Problem details: Find every line in the items below that contains the string "white" and copy each one. Case counts, so match capitalization.

Recorded data:

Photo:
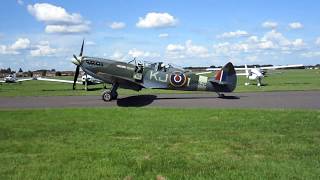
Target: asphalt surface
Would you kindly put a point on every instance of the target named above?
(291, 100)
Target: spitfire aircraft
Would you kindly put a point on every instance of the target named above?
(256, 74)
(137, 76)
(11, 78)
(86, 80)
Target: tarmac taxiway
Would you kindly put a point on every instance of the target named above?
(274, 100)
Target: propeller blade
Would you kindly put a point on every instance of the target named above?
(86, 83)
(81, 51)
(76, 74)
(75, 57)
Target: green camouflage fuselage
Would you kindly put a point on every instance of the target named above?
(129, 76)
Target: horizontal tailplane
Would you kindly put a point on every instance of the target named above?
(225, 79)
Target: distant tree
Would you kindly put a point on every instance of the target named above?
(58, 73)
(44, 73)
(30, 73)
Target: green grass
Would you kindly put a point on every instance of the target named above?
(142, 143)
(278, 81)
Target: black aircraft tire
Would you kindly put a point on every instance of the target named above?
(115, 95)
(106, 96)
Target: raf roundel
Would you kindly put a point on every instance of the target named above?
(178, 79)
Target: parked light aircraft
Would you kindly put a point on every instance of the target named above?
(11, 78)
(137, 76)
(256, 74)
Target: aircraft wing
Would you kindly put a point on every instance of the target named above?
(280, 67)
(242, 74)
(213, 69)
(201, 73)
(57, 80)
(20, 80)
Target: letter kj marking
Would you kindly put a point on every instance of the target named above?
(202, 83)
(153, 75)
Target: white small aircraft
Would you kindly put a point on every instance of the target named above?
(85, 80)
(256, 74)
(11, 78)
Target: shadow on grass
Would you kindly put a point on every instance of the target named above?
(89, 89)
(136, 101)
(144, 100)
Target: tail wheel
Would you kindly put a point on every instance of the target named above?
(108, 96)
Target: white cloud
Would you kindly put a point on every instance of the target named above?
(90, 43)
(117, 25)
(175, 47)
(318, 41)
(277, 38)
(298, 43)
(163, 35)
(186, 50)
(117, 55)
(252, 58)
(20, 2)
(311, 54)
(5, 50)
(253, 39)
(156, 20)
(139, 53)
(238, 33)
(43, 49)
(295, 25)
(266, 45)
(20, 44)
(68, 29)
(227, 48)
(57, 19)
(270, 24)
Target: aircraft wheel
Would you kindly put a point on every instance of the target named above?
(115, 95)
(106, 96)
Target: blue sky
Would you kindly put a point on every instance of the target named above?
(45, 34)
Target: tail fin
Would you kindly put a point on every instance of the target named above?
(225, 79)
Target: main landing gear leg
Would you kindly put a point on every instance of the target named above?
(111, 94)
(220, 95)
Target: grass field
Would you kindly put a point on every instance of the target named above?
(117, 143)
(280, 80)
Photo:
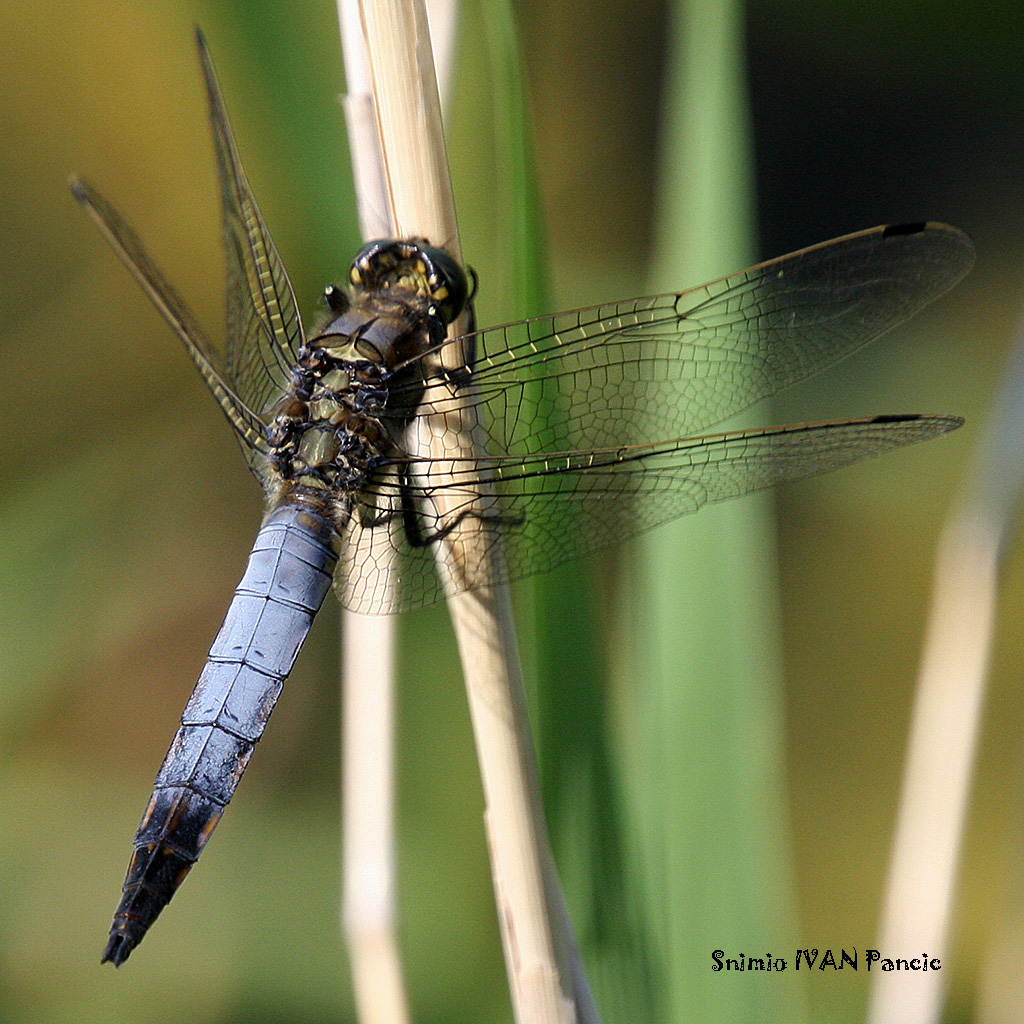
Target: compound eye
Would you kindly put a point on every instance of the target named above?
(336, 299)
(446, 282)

...

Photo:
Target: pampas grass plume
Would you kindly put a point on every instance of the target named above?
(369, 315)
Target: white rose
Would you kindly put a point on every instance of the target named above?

Full answer:
Target: white small aircraft
Target: white cloud
Target: white rose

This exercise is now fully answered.